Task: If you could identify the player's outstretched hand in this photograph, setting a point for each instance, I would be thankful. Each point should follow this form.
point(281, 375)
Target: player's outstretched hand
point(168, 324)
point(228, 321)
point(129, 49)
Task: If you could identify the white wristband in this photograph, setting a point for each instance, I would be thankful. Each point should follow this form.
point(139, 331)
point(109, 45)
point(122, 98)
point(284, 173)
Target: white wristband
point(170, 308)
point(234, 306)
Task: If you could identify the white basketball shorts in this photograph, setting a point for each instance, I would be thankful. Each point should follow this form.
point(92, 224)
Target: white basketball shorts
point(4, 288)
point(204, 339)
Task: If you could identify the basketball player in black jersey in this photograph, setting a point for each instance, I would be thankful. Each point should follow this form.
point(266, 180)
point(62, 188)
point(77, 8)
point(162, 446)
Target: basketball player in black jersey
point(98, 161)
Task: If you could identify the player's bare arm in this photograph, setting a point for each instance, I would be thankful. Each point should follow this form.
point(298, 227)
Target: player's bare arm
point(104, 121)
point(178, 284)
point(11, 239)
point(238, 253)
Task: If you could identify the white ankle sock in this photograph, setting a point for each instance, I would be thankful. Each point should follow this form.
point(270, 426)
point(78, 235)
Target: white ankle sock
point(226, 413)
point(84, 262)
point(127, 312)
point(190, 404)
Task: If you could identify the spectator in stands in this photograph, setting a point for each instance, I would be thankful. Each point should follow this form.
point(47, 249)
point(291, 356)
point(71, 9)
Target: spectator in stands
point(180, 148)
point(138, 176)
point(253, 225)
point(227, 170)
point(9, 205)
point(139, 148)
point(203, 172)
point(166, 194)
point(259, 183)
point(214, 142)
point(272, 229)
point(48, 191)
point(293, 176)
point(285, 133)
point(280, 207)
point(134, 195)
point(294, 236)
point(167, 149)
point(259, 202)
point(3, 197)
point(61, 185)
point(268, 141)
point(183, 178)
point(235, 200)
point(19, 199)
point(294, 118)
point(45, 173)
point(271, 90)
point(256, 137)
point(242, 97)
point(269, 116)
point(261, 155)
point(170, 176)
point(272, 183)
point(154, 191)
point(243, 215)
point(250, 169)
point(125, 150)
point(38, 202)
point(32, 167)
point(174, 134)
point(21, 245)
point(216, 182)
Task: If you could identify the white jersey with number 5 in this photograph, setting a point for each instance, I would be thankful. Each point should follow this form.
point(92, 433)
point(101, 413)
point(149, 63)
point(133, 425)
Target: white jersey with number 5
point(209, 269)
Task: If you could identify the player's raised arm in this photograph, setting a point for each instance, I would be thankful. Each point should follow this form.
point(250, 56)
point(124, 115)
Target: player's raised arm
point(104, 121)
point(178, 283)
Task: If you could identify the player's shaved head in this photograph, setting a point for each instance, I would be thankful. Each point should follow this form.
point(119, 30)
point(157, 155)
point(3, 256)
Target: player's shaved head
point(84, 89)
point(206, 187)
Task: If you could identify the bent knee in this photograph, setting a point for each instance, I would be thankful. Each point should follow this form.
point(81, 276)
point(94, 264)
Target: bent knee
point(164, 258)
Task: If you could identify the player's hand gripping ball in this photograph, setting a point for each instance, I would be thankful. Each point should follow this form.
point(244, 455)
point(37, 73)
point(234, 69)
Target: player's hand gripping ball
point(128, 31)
▬▬▬▬▬▬▬▬▬▬
Problem to solve → Quote every row above verbatim, from the first to the last.

Task answer →
Task: If you could identify the player's outstretched hand in this photograph, setting a point for each instance, I would be thankful. Each point should follow this form.
point(281, 375)
Target: player's outstretched hand
point(168, 324)
point(228, 321)
point(129, 49)
Task: If you could identify the white wristband in this photograph, setting a point for each instance, I would be thankful. Each point should follow this form.
point(139, 331)
point(109, 45)
point(122, 98)
point(284, 173)
Target: white wristband
point(170, 308)
point(234, 306)
Task: If you could identify the white basketball shorts in this photograph, setting a point for each instance, I would be thankful. Each point should follow this form.
point(92, 224)
Target: white basketball shorts
point(4, 288)
point(204, 339)
Task: If you could identify the basketball player in black jersey in this photograph, setting a point for each instance, I would be thankful. Each point should follow this form.
point(266, 180)
point(62, 188)
point(77, 8)
point(162, 446)
Target: basketball player in black jersey
point(98, 161)
Task: If you could identify the player's bare arm in this photograph, setting a point for each instance, I would be thankful. Each point should follow this form.
point(298, 227)
Target: player's bare arm
point(104, 121)
point(178, 284)
point(11, 239)
point(238, 253)
Task: If you could identify the white ankle sock in this photograph, setting a point for each instance, I would be thankful. Each point should follow this form.
point(270, 426)
point(78, 235)
Target: white ankle sock
point(226, 413)
point(84, 262)
point(127, 312)
point(190, 404)
Task: If you could identify the spectator in stands in this photograph, setting a point for each instance, I would be thankful. Each point should follow this form.
point(47, 249)
point(291, 356)
point(71, 9)
Target: spectator in stands
point(180, 148)
point(138, 176)
point(253, 225)
point(227, 170)
point(9, 205)
point(139, 148)
point(203, 172)
point(166, 194)
point(259, 183)
point(214, 142)
point(272, 229)
point(48, 191)
point(293, 176)
point(285, 133)
point(280, 207)
point(134, 195)
point(294, 236)
point(167, 149)
point(259, 202)
point(3, 197)
point(61, 185)
point(268, 141)
point(183, 178)
point(235, 200)
point(19, 199)
point(294, 118)
point(45, 173)
point(271, 90)
point(256, 137)
point(242, 97)
point(269, 116)
point(261, 155)
point(170, 176)
point(272, 183)
point(154, 191)
point(243, 215)
point(250, 169)
point(125, 150)
point(38, 202)
point(32, 167)
point(174, 134)
point(21, 245)
point(216, 182)
Task: If you could identify the white jersey with number 5 in this photograph, setting a point for each instance, I would be thankful. Each point should follow this form.
point(92, 433)
point(101, 413)
point(149, 63)
point(133, 425)
Target: white jersey with number 5
point(209, 269)
Task: If you could identify the player's raised arm in this photograph, setting a point for each instance, I would be thankful. Each point should follow this form.
point(250, 56)
point(124, 115)
Target: player's raised arm
point(104, 121)
point(178, 283)
Task: If you could identify the player's shaved head in this photograph, setting a point for each instance, I would be thankful. Each point should follow this form.
point(119, 30)
point(157, 155)
point(3, 256)
Target: player's shaved head
point(84, 89)
point(206, 187)
Task: If you could identify the bent knee in this photograph, setting a point for each instance, I would be thankful. Each point should follow this form.
point(81, 276)
point(94, 264)
Target: bent knee
point(164, 258)
Task: If you could identify the player's hand gripping ball in this photograph, setting a point for each instance, I would be thankful. Each point should follow this form.
point(244, 455)
point(37, 73)
point(234, 69)
Target: player's hand gripping ball
point(128, 31)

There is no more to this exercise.